### Exercise goal
Will you reproduce each of the records below word for word, leaving the pictures out?

Picture shape labeling items

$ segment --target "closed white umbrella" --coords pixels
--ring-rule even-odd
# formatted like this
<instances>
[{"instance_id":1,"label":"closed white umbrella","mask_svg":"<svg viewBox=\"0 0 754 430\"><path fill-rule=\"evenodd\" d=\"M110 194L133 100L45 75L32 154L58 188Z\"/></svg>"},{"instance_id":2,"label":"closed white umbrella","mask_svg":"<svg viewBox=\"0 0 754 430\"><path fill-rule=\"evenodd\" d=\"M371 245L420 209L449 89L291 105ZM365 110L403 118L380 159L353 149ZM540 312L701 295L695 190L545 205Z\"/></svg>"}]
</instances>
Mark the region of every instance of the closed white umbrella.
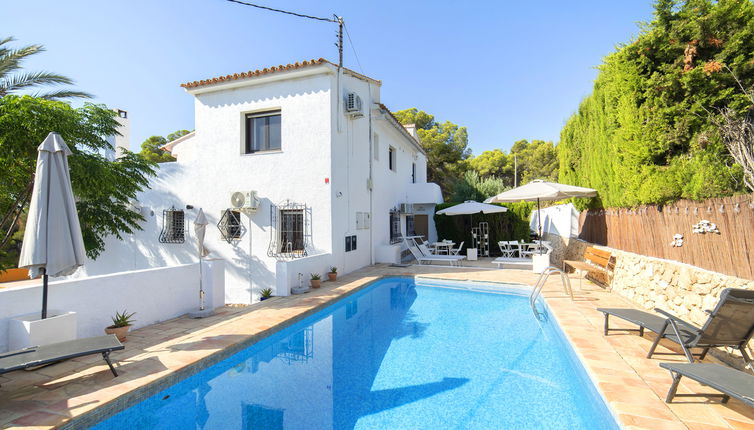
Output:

### Solution for this exercise
$ segment --target "closed white umbrella" --coords pixels
--ring-rule even-odd
# formatted like this
<instances>
[{"instance_id":1,"label":"closed white umbrella","mask_svg":"<svg viewBox=\"0 0 754 430\"><path fill-rule=\"evenodd\" d=\"M110 194L133 100L45 75L32 154L58 188Z\"/></svg>"},{"instance_id":2,"label":"closed white umbrella","mask_svg":"<svg viewBox=\"0 0 754 430\"><path fill-rule=\"evenodd\" d=\"M371 245L420 209L449 89L291 105ZM365 110L403 118L380 159L353 149ZM540 312L701 295L695 190L545 205Z\"/></svg>"}]
</instances>
Mark the region of every instance of the closed white umbrella.
Output:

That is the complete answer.